**Given problem**
Print all the records exactly, please.

**Excerpts of pointing data**
^^^^^^^^^^^^^^^^

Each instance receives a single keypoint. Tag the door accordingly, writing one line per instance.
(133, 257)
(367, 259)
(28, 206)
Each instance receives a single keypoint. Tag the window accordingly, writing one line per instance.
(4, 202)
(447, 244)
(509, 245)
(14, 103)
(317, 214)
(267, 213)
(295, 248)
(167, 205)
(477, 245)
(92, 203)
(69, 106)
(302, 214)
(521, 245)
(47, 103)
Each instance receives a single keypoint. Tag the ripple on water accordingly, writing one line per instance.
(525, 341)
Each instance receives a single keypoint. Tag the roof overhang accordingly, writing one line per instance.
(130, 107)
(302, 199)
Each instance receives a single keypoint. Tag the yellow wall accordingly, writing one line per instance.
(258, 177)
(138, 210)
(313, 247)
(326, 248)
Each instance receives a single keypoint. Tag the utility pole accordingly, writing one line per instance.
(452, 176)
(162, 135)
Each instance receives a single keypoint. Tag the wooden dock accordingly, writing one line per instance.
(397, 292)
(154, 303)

^^^^^^^^^^^^^^^^

**Response to this exercise**
Each instance receives a single keypoint. Tag the door accordingly, writing one line per instance.
(133, 257)
(367, 259)
(28, 206)
Each instance receives a single keypoint. Tag the window accordingly, writing one line per instance.
(4, 202)
(447, 244)
(509, 245)
(14, 103)
(317, 214)
(267, 213)
(295, 248)
(167, 205)
(477, 245)
(92, 203)
(69, 106)
(302, 214)
(521, 245)
(47, 103)
Each instance receives a single keypoint. Tag the ripple on water accordingly, writing one line per instance.
(525, 341)
Each instance receives a single keypoint. Tag the roof overhang accordingly, writing one line per instance.
(130, 107)
(302, 199)
Each instance receives a single keypoint. Tag the yellow wall accordingly, writing one line per instance.
(258, 177)
(138, 210)
(313, 247)
(326, 248)
Each instance receives a single keypoint. Tag the utility pole accordingly, writing one line per instance.
(452, 176)
(162, 135)
Each instance receives a single keypoint. Tag the wooden dock accordingly, writing one line per instance.
(397, 292)
(154, 303)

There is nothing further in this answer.